- TASK BRIEF -
Swap "thickest part" for "widest part" everywhere in the lines below. Leave everything else unchanged.

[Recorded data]

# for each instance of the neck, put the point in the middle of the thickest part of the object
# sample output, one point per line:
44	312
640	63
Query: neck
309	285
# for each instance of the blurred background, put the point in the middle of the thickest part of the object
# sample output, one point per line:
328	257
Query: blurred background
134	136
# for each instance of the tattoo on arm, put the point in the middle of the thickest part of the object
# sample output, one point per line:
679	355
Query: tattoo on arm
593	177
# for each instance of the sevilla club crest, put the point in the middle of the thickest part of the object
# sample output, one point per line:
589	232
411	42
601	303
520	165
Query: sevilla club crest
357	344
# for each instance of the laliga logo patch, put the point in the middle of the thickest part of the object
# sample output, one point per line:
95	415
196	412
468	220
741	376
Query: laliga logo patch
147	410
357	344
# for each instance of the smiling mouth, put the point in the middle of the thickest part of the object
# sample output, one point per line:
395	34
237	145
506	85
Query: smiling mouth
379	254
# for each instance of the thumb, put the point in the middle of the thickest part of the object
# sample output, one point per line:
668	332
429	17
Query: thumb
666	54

- TASK RESPONSE -
# for each instance of the neck, put the point in the middle of the widest part of the object
# sample output, one point per line:
44	312
640	63
Query: neck
309	285
# for each instance of the blurred background, put the point in the middle of the widest part of the object
# sample output, one point per line:
328	257
Query: blurred background
134	136
# for each instance of the tattoo on arm, put the point in the middle of the widest part of the object
# sample output, one point per line:
679	355
Query: tattoo on arm
593	177
# for each instance of the sevilla club crest, put the point in the middle of the widest part of the object
# sample output, one point per line:
589	232
411	42
601	303
520	165
Query: sevilla club crest
357	344
# for each instance of the laliga logo patch, put the point in the middle of the widest part of the object
# sample output, one point per line:
95	415
196	412
468	220
741	376
Query: laliga logo patch
147	410
357	344
# for each instance of the smiling mouth, put the point in the middle of the widest part of the object
# sample output, one point per line:
395	34
237	145
506	85
Query: smiling mouth
379	254
# for each instance of the thumb, put the point in the middle of the widest part of the object
# sample output, one point per line:
668	332
429	17
Query: thumb
666	54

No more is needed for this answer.